*Given records*
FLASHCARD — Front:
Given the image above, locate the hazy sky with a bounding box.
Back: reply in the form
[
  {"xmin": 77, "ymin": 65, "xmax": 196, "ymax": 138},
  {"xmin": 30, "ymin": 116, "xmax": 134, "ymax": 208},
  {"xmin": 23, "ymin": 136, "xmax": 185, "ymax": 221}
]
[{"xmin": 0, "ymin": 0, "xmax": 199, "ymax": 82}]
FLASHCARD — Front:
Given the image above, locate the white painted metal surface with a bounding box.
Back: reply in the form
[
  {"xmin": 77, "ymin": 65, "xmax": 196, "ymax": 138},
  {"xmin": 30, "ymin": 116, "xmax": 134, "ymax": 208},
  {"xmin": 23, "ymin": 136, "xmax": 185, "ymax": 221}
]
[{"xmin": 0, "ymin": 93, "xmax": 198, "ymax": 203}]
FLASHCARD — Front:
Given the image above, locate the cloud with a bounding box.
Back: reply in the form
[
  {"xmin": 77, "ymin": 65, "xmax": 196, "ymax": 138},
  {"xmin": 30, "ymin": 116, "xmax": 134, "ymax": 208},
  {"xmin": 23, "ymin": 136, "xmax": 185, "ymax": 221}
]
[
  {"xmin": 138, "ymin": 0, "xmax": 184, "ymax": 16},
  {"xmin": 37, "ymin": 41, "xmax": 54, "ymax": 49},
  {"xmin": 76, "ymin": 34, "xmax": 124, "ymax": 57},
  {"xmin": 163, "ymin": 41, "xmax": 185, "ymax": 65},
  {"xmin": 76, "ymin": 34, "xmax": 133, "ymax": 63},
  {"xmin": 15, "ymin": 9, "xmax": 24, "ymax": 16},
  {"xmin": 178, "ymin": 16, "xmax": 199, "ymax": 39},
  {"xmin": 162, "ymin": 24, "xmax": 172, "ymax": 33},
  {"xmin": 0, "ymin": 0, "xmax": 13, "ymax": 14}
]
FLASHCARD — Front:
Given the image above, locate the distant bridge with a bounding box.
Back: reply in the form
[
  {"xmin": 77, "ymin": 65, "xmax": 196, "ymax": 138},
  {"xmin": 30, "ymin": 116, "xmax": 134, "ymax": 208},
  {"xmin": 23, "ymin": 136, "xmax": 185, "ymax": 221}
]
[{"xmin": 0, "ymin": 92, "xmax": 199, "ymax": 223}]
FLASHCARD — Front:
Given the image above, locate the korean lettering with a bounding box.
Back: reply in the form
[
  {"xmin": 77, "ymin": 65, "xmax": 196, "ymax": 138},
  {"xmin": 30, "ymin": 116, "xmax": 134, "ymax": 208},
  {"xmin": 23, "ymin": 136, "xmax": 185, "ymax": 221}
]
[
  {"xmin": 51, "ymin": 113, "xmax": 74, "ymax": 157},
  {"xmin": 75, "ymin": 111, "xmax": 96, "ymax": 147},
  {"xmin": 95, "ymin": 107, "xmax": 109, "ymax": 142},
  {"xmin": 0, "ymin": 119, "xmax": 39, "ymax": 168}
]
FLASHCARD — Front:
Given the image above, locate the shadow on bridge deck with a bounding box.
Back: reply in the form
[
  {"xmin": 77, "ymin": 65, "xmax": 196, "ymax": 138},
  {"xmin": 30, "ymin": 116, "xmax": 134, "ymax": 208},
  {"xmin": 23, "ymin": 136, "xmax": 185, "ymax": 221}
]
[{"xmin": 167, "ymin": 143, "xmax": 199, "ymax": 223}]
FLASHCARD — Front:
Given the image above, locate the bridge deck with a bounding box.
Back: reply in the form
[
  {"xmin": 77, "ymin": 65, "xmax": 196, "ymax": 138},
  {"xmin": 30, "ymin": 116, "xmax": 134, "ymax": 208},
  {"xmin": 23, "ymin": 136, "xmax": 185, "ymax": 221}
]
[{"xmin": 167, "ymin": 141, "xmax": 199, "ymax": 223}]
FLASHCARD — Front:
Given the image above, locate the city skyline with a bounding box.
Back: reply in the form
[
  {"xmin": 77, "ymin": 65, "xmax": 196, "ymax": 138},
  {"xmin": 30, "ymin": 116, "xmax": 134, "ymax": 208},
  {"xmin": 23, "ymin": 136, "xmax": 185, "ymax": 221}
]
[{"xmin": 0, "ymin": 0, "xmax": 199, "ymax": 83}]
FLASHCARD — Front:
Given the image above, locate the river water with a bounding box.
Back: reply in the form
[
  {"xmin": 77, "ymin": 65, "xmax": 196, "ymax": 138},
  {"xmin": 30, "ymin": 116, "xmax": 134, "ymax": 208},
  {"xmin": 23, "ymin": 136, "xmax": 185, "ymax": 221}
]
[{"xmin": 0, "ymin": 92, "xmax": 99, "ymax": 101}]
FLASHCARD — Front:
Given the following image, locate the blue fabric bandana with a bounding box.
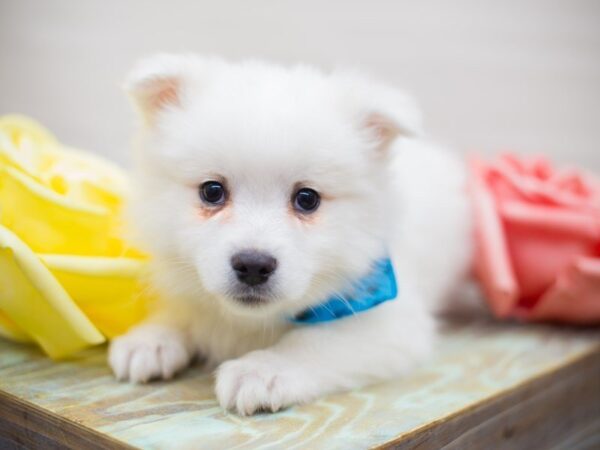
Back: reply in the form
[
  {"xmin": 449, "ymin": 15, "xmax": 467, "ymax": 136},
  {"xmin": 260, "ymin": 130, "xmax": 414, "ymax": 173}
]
[{"xmin": 290, "ymin": 258, "xmax": 398, "ymax": 324}]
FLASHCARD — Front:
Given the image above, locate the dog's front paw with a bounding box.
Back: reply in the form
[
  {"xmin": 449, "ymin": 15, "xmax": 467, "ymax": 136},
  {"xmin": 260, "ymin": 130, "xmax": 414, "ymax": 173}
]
[
  {"xmin": 215, "ymin": 350, "xmax": 312, "ymax": 415},
  {"xmin": 108, "ymin": 325, "xmax": 192, "ymax": 383}
]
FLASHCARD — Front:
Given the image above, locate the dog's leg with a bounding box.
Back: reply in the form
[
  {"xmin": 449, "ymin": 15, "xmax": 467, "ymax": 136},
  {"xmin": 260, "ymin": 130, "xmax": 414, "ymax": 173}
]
[
  {"xmin": 216, "ymin": 299, "xmax": 435, "ymax": 415},
  {"xmin": 108, "ymin": 314, "xmax": 194, "ymax": 383}
]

*Requirements*
Count the lines in the listing above that contain the string "bounding", matching case exactly, and reply with only the number.

*Response*
12